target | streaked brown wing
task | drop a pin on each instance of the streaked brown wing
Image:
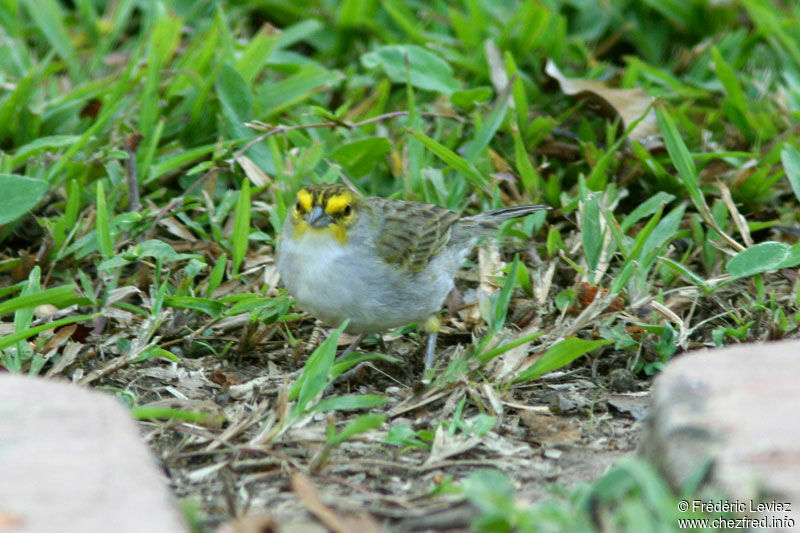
(413, 233)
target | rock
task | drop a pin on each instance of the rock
(72, 460)
(739, 409)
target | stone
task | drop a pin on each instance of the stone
(72, 460)
(737, 410)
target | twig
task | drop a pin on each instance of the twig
(343, 124)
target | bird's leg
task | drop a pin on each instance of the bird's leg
(432, 326)
(430, 351)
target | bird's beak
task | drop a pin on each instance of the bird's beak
(317, 218)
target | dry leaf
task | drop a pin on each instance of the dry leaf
(628, 104)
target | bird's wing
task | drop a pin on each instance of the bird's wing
(413, 233)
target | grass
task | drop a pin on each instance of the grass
(149, 152)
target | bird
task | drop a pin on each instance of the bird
(378, 262)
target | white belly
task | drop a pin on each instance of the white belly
(326, 280)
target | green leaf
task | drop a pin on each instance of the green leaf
(358, 157)
(451, 158)
(204, 305)
(490, 125)
(103, 224)
(680, 155)
(467, 99)
(32, 149)
(427, 70)
(591, 229)
(314, 378)
(359, 425)
(503, 298)
(349, 402)
(646, 208)
(20, 195)
(49, 16)
(10, 340)
(762, 257)
(60, 296)
(241, 226)
(560, 355)
(790, 158)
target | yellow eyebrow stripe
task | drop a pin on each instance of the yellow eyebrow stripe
(337, 203)
(305, 199)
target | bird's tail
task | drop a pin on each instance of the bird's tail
(514, 211)
(491, 220)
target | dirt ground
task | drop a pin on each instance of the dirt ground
(561, 430)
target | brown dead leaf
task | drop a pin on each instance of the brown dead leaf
(250, 523)
(585, 295)
(61, 336)
(550, 430)
(628, 104)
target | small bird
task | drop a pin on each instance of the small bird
(379, 262)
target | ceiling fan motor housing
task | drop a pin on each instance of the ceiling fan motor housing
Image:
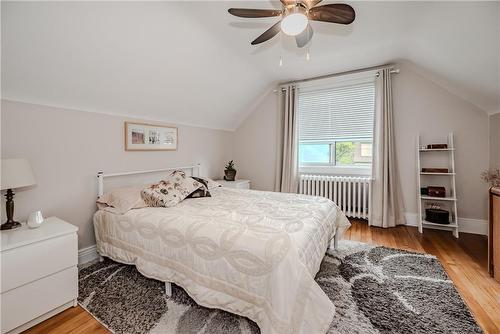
(294, 20)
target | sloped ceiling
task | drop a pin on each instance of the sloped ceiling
(192, 63)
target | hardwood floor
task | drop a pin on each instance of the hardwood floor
(465, 261)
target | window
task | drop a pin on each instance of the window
(336, 127)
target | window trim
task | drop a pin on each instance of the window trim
(330, 168)
(356, 170)
(336, 170)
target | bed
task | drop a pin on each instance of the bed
(248, 252)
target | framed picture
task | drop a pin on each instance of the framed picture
(150, 137)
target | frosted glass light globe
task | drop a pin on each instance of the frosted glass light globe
(294, 24)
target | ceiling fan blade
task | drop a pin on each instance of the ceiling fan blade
(334, 13)
(304, 37)
(251, 13)
(288, 2)
(268, 34)
(311, 3)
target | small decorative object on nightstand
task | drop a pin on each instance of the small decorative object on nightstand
(16, 173)
(237, 184)
(229, 172)
(39, 273)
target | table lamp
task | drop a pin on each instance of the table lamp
(16, 173)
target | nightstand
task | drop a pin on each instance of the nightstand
(39, 273)
(237, 184)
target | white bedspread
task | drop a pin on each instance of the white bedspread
(248, 252)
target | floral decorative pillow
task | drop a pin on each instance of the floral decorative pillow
(170, 191)
(202, 191)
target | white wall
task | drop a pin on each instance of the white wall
(255, 144)
(420, 106)
(495, 141)
(67, 148)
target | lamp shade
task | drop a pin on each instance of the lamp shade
(16, 173)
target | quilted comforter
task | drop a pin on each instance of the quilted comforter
(252, 253)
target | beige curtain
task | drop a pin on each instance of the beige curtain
(287, 158)
(387, 208)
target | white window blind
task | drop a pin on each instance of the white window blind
(337, 113)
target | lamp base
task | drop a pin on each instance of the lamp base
(9, 208)
(10, 225)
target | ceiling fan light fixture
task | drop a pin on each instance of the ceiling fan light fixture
(295, 21)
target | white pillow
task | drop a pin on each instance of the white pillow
(121, 200)
(170, 191)
(211, 184)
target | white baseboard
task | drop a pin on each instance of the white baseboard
(87, 254)
(466, 225)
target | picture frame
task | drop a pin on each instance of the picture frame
(150, 137)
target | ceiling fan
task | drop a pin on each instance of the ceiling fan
(295, 17)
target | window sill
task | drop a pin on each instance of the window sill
(338, 171)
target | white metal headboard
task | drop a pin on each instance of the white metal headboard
(195, 171)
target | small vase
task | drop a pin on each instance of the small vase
(229, 174)
(35, 219)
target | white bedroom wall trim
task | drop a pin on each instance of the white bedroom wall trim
(466, 225)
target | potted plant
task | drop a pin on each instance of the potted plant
(491, 176)
(229, 172)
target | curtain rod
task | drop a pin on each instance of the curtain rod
(393, 71)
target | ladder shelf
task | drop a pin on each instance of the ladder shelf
(437, 179)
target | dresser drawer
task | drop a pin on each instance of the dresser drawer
(31, 262)
(32, 300)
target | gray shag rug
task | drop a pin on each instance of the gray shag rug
(374, 289)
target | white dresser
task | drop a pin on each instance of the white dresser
(237, 184)
(39, 273)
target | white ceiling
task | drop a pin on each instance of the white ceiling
(192, 63)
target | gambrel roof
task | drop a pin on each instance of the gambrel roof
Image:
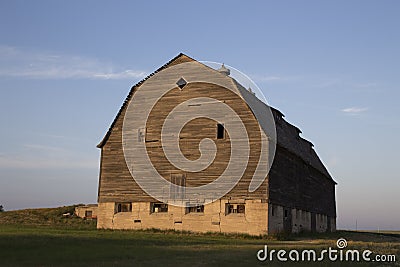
(287, 134)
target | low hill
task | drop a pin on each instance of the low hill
(45, 216)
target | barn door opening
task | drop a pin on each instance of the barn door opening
(313, 222)
(287, 220)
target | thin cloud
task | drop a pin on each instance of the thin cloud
(354, 110)
(19, 63)
(266, 78)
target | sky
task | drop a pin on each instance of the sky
(332, 67)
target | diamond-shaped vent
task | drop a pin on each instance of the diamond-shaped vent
(181, 83)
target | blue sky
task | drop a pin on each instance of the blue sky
(331, 67)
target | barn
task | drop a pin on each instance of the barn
(156, 168)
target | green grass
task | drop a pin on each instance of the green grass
(58, 241)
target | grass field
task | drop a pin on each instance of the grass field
(44, 238)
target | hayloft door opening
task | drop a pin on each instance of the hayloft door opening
(220, 131)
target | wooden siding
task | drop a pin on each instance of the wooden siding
(116, 182)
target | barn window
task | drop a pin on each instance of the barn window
(123, 207)
(158, 207)
(141, 134)
(234, 208)
(88, 214)
(195, 209)
(220, 131)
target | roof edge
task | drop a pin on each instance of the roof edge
(127, 99)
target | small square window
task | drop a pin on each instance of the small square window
(158, 207)
(123, 207)
(195, 209)
(234, 208)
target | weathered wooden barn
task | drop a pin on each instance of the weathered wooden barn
(298, 193)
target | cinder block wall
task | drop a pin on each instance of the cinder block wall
(213, 219)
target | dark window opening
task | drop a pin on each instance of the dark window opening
(181, 83)
(234, 208)
(123, 207)
(196, 209)
(158, 207)
(141, 134)
(177, 179)
(220, 131)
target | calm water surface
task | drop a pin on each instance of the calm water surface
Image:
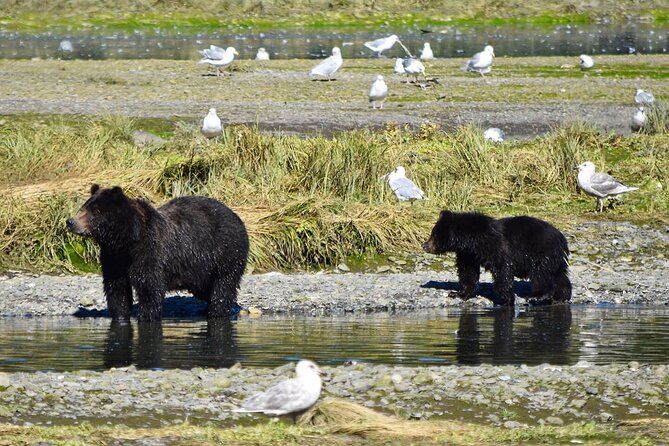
(455, 41)
(557, 335)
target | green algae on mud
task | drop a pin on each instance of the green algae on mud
(201, 16)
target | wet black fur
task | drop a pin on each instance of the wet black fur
(190, 243)
(524, 247)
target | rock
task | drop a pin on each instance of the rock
(556, 421)
(605, 417)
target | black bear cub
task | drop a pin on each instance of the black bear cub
(190, 243)
(524, 247)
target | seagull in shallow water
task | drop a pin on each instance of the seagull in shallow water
(382, 44)
(211, 125)
(292, 397)
(262, 54)
(426, 53)
(218, 57)
(493, 134)
(329, 66)
(404, 188)
(586, 62)
(639, 119)
(379, 92)
(644, 97)
(481, 62)
(413, 67)
(599, 184)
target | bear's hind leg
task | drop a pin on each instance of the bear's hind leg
(118, 292)
(469, 272)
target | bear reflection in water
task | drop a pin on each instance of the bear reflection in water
(214, 347)
(545, 339)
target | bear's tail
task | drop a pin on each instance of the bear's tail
(562, 287)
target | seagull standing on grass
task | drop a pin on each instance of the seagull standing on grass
(329, 66)
(211, 125)
(218, 57)
(292, 397)
(262, 54)
(379, 92)
(586, 62)
(599, 184)
(413, 67)
(426, 53)
(481, 62)
(644, 97)
(404, 188)
(493, 134)
(382, 44)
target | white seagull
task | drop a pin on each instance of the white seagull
(329, 66)
(262, 54)
(599, 184)
(413, 67)
(426, 53)
(211, 125)
(404, 188)
(399, 66)
(644, 97)
(382, 44)
(639, 119)
(379, 92)
(481, 62)
(493, 134)
(218, 57)
(586, 62)
(292, 397)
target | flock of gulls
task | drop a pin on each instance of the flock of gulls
(596, 184)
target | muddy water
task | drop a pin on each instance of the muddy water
(454, 41)
(558, 335)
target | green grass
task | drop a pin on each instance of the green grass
(338, 422)
(201, 15)
(309, 202)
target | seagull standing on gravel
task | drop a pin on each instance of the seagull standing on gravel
(404, 188)
(493, 134)
(211, 125)
(586, 62)
(599, 184)
(292, 397)
(639, 119)
(382, 44)
(262, 54)
(481, 62)
(413, 67)
(426, 53)
(329, 66)
(399, 66)
(645, 98)
(218, 57)
(379, 92)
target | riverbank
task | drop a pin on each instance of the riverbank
(618, 263)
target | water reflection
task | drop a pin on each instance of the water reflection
(453, 41)
(554, 334)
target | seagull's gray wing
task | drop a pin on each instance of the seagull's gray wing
(405, 189)
(605, 183)
(286, 397)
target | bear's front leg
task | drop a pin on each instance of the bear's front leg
(469, 272)
(118, 292)
(503, 285)
(150, 296)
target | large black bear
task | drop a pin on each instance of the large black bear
(523, 247)
(190, 243)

## ABOUT THIS EXERCISE
Would you retype the lines above from the one with "the white pillow" down to the one with "target | white bedroom wall trim", word for word, both ends included and no other lines?

## TASK ANSWER
task | drop a pin on each instance of the white pillow
(121, 200)
(170, 191)
(211, 184)
target | white baseboard
task | drop a pin on each instance of the white baseboard
(87, 254)
(466, 225)
target | picture frame
task | drop a pin on each instance of the picture frame
(150, 137)
target | ceiling fan
task | drop a pin on each instance of the ceiling fan
(295, 17)
target | window sill
task | drop a pin on each instance of the window sill
(338, 171)
target | white metal headboard
task | drop a pin on each instance of the white metal headboard
(195, 171)
target | small vase
task | drop a pin on each instance of the small vase
(229, 174)
(35, 219)
target | white bedroom wall trim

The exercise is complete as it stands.